Texto apresentado
※

De um lado do balcão, a cúpula da Camargo
Corrêa corrompia funcionários e políticos para garantir contratos com a
Petrobras.
Do outro
lado, embolsava parte do suborno
Arquejava
ao telefone, na manhã daquela segunda-feira 21 de outubro do ano passado,
convalescente de uma cirurgia cardíaca. — Cara, ele acha que foi prejudicado, cê tá
entendendo? — gritou. — O tanto de
dinheiro que nós demo pra esse
cara... E ele tem coragem de falá
que foi prejudicado...
Escutou o
murmúrio condescendente do parceiro. E continuou, martirizando o idioma: — Vê quanto ele levô. Vê quanto o comparsa dele levô. Vê quanto o Paulo Roberto levô (...) E vem falá
pra mim que tá prejudicado?
A
gravação do telefonema, por mandado judicial, foi apresentada no tribunal em
outra segunda-feira, 10 de novembro, duas semanas atrás. — Era o
senhor mesmo? — perguntou o juiz. — Era
— confirmou Alberto Youssef, réu confesso na distribuição de propinas a
políticos. O dinheiro tinha origem em contratos superfaturados de empreiteiras
com a Petrobras. — A Camargo Corrêa me
devia R$ 2 milhões, que o vice-presidente e o presidente pediu que eu adiantasse a agentes
políticos e a Paulo Roberto (Costa, ex-diretor da Petrobras).
A Camargo
Corrêa obteve o maior contrato na construção da Refinaria Abreu e Lima, em
Pernambuco. O projeto, cotado a R$ 5
bilhões no início, já custa mais de R$ 40 bilhões, depois de centena e meia
de aditivos de preço. O superfaturamento
chegou a 43% em alguns itens.
Dalton
Avancini, presidente da empreiteira, e José Ricardo Auler, do Conselho de
Administração, são acusados de subornos
e fraudes em contratos com a Petrobras. Pagaram R$ 3 milhões a Paulo Roberto Costa, no ano passado. Era
dívida de propina, confessou o ex-diretor da estatal. O juiz seguiu com Youssef sobre o telefonema: — De quem que o senhor está falando aí?

※

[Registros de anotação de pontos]
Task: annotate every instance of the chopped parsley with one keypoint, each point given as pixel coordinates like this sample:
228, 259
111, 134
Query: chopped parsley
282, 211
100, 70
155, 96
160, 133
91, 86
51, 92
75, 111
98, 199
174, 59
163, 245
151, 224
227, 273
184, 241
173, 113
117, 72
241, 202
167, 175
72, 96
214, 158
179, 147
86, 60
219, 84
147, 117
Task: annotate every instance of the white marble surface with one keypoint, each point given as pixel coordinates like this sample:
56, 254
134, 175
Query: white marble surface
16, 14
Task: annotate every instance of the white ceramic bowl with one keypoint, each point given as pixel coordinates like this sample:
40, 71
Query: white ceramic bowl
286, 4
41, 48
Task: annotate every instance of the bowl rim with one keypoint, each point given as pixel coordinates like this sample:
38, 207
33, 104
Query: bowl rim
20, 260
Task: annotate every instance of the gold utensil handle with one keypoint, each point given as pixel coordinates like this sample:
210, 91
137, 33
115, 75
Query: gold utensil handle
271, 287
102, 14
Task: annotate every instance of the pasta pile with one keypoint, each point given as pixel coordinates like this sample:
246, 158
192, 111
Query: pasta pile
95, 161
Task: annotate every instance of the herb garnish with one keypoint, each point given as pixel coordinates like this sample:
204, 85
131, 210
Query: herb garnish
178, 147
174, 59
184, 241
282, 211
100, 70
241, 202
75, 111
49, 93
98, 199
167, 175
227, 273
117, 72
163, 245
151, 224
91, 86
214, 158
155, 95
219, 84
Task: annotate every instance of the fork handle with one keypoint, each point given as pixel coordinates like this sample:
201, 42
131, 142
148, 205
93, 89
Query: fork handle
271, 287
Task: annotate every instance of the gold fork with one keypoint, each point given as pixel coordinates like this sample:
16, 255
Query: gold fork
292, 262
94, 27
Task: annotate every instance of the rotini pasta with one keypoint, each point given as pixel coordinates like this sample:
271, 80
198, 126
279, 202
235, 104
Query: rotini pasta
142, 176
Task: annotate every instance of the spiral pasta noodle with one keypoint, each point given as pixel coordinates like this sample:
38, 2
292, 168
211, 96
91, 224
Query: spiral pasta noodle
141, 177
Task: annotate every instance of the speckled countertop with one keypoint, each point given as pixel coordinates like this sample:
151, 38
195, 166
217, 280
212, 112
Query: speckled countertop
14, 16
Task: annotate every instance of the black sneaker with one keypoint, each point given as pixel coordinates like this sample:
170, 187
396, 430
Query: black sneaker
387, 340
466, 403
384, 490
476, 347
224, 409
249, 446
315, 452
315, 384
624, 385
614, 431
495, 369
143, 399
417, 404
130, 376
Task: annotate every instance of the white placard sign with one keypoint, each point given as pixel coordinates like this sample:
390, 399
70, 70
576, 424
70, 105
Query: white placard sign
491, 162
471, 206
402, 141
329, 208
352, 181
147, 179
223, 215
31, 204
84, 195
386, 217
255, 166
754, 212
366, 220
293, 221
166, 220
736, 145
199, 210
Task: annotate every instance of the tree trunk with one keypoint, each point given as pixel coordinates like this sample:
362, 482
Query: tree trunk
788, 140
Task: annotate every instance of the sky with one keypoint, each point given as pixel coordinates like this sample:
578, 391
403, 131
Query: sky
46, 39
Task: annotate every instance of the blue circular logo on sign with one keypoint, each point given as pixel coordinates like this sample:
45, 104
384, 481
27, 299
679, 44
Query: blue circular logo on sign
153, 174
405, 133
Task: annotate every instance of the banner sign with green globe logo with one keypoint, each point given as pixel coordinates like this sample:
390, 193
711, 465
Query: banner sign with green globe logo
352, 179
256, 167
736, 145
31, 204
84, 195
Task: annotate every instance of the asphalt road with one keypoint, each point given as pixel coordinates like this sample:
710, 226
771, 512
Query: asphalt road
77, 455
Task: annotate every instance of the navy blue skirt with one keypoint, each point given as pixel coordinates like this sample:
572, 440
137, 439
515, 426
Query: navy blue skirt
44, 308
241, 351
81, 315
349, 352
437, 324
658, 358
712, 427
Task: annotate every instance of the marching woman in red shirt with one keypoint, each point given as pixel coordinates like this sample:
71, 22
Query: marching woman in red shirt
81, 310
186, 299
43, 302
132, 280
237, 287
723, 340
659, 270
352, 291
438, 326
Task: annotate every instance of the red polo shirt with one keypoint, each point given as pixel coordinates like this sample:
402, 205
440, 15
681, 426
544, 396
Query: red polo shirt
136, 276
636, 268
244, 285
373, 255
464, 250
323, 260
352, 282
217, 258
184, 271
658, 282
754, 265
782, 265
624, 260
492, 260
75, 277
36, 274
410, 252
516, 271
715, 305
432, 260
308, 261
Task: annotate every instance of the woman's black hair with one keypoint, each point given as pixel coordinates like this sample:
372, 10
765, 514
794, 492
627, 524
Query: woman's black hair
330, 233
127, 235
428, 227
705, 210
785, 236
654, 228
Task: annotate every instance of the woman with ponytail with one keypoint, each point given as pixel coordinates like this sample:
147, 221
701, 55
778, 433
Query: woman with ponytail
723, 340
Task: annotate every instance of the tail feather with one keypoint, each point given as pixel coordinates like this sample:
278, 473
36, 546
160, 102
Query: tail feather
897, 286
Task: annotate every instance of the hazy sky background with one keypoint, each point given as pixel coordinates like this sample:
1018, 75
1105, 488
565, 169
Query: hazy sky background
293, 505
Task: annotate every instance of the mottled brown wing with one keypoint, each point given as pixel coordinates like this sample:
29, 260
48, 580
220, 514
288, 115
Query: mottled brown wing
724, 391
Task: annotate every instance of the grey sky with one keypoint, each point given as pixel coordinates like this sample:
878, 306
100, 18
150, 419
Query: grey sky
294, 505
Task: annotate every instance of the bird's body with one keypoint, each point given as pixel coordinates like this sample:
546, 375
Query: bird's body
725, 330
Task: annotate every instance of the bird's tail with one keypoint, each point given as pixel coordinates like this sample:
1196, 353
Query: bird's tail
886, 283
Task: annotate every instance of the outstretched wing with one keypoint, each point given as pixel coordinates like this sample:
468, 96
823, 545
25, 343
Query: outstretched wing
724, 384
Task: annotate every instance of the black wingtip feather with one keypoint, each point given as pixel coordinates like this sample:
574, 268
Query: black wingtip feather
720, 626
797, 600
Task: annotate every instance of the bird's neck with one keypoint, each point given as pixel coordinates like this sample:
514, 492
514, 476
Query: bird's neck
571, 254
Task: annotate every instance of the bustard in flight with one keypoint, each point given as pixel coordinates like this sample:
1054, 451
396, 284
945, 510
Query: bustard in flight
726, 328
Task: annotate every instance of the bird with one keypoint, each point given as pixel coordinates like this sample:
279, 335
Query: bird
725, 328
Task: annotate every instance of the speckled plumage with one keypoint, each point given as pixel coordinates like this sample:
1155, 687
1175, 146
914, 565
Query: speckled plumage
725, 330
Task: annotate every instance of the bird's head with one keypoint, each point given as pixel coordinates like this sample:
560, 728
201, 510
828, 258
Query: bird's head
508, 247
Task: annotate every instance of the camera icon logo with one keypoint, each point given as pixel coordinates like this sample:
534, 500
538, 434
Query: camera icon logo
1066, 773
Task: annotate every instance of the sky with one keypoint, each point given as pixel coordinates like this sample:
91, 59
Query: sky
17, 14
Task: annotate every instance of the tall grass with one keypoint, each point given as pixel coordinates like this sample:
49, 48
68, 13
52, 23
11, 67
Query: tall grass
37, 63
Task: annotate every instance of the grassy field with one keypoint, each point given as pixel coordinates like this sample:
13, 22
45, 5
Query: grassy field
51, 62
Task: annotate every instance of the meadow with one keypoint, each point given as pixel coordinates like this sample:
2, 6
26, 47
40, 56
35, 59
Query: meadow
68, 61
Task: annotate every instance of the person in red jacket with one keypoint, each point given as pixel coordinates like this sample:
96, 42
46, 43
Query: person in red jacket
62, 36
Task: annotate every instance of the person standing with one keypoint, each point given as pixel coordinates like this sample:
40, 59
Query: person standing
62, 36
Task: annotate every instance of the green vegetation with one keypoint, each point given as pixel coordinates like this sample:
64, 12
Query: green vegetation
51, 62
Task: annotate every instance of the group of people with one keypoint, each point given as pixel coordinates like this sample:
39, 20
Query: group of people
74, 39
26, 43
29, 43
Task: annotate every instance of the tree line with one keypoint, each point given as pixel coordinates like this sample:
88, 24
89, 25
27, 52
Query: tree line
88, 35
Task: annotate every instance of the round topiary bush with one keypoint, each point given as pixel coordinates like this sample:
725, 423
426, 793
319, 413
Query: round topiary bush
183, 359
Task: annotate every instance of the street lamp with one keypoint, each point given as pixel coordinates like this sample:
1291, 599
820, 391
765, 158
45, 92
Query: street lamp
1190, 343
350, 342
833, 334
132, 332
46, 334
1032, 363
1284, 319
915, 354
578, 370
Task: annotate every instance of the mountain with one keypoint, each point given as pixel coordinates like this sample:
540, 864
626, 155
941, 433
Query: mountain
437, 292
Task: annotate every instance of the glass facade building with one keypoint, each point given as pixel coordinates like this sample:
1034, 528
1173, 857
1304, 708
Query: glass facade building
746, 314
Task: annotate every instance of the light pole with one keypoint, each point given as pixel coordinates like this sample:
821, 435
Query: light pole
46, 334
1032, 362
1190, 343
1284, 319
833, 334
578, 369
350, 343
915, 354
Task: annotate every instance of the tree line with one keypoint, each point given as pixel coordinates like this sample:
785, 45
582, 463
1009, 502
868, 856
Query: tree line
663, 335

※

Exercício escrito A
Reescreva as entradas no trecho que vai da linha que contém "Task: annotate every instance of the glass" até o fim das entradas, substituindo "light pole" por "lamp post" e deixando todo o resto inalterado.
Exercício escrito B
Dê sequência à reportagem sobre os subornos da Camargo Corrêa na Petrobras, começando logo após a última frase apresentada.

Resposta escrita A
Task: annotate every instance of the glass facade building with one keypoint, each point given as pixel coordinates like this sample:
1034, 528
1173, 857
1304, 708
Query: glass facade building
746, 314
Task: annotate every instance of the lamp post with one keypoint, each point given as pixel coordinates like this sample:
821, 435
Query: lamp post
46, 334
1032, 362
1190, 343
1284, 319
833, 334
578, 369
350, 343
915, 354
Task: annotate every instance of the tree line with one keypoint, each point given as pixel coordinates like this sample:
785, 45
582, 463
1009, 502
868, 856
Query: tree line
663, 335

Resposta escrita B
— Eu estou falando do Eduardo
Leite (vice-presidente
da Camargo Corrêa). — Era por conta das vendas
de tubo pra Camargo. Ele também
recebia parte do comissionamento. Tanto ele quanto o diretor Paulo Augusto (Santos
da Silva, diretor de Óleo e Gás do grupo).
— Recebiam parte? — surpreendeu-se o juiz.
— Do comissionamento da vendas da
Sanko.
Sanko Sider
vendia tubos à Camargo Corrêa, superfaturados, para ocultar o pagamento de
propina (1% de cada contrato da Camargo
com a Petrobras). A empreiteira pagava. A Sanko Sider repassava o dinheiro
do suborno a Youssef, que distribuía a funcionários e políticos. — Eles
também recebiam um percentual? — insistiu o juiz, incrédulo.
— Também recebiam.
— E quem fazia esse pagamento?
— Eu fazia. Em dinheiro vivo.
Paulo Roberto ganhava, Paulo Augusto ganhava, Eduardo Leite ganhava e eu
ganhava...
Já foram
identificados também depósitos
milionários da Sanko Sider nas contas de empresas familiares do vice-presidente
(Leite) e do diretor (Silva) da Camargo Corrêa.
Erguido há 76 anos pelo lendário
Sebastião Camargo, que
exibia na parede de casa as cabeças empalhadas das suas vítimas em caçadas, o grupo
terminou 2013 com R$ 26 bilhões em receita líquida e uma inovação dos
principais executivos: o “caixa 3”
institucionalizado. De um lado do balcão, a cúpula da Camargo Corrêa corrompia funcionários e políticos para
garantir contratos. Do outro lado, embolsava
parte do suborno. Era a
propina da propina.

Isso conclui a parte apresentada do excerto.